● **Перечень заданий**
1 - Ответьте на вопросы по тексту о Синявском:
(а) Сколько лет могло бы исполниться Андрею Донатовичу?
(б) Что, по категоричному заявлению Синявского, он любил больше всего на свете?
(в) Для кого предназначен заостренный Синявским жанр эссе?
2 - Продолжите текст о Синявском, начав сразу после его последнего предложения.

● **Текст для чтения**
------------

Ровно восемьдесят лет могло бы исполниться Андрею Донатовичу, и тогда он точно бы был похож на Дедушку с бородой из ваты, у которого мешок подарков. Только вот полон этот мешок не шоколадных конфет и слепых котят для ребят. Но мешок все же волшебный, новогодний, чудо-мешок. Книжки в нем яркие, злые, безумные, написанные ребенком. С приклеенной бородой. "А все-таки больше всего на свете я люблю снег", - категорично заявлял Синявский.
Снег он любил... По-детски. Или по-негритянски ("Мороз и солнце!")! Ведь Пушкин Синявского - такой же "брат Пушкин", герой балагана. "Это же наш Чарли Чаплин, современный эрзац-петрушка, прифрантившийся и насобачившийся хилять в рифму".
Детский маскарад - вот Андрей Донатович! Заостренный им жанр эссе предназначен как раз таки для АРТИСТА. Заведомо игровой, осыпающийся и яркий, как елка, жанр... Именно в трагедии, в заточении и смерти, писатель Синявский весьма даже бодр и приколен, как и его африканистый маленький братан с большим пистолетом дуэлянта.

------------

● **Предоставленные сведения**
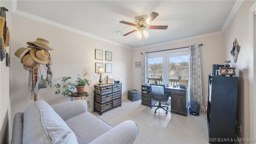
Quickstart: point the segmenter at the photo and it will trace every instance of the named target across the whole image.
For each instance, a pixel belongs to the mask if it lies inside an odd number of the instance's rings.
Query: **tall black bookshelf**
[[[207,122],[209,143],[234,144],[238,77],[209,74]]]

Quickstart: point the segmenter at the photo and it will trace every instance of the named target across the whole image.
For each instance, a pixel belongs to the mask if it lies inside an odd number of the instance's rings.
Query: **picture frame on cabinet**
[[[103,63],[100,62],[95,62],[95,73],[99,72],[99,67],[103,67]]]
[[[106,60],[112,61],[112,52],[106,51]]]
[[[103,51],[95,49],[95,60],[103,60]]]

------------

● **Ответы на задания**
1 -
(а) Ровно восемьдесят лет.
(б) Снег.
(в) Для артиста.

2 -
Андрей? Абрам? А может, Десик? "Десик!" - обратился вызванный дух во время очередного столоверчения. Синявский - колдун? "Десик" - детское имя. С рождения и все детство Синявский был Донатом Донатовичем, и только потом переименовали в Андрея...
Известное известно: Синявский и его друг Даниэль были арестованы за публикацию своих произведений под псевдонимами на Западе. Вины своей ни Синявский, ни Абрам Терц, ни Даниэль, ни Николай Аржак не признали. В феврале 1966 года приговорены. Синявский получил семь лагерных лет, из них отсидел шесть. Кроме зубодробительного трактата "Что такое соцреализм", художественные тексты Терца (например, повесть "Любимов") кажутся невинными. Хотя и очевидно свободными. А уже это одно не могло не взбесить государство. "Россия - страна воров и пьяниц" - фраза любящего гражданина из "Мыслей врасплох" удачно легла кирпичиком в фундамент уголовного дела. Однако в обстоятельствах того процесса важнее всего момент обмана! Шулерство! Подстава! Первая шуточка, отмоченная начинающим лицедеем! Примерный советский литератор и его заокеанский двойник... Общее недоумение. "Не надо было здесь печатать одно, а там писать другое", - вздохнула Лидия Гинзбург. Одни лили слезы сострадания, другие брызгали слюной ярости, но все ощущали: их ПРОВЕЛИ. Именно поэтому, когда приговор огласили, в зале ревниво захлопала делегация официальных писак.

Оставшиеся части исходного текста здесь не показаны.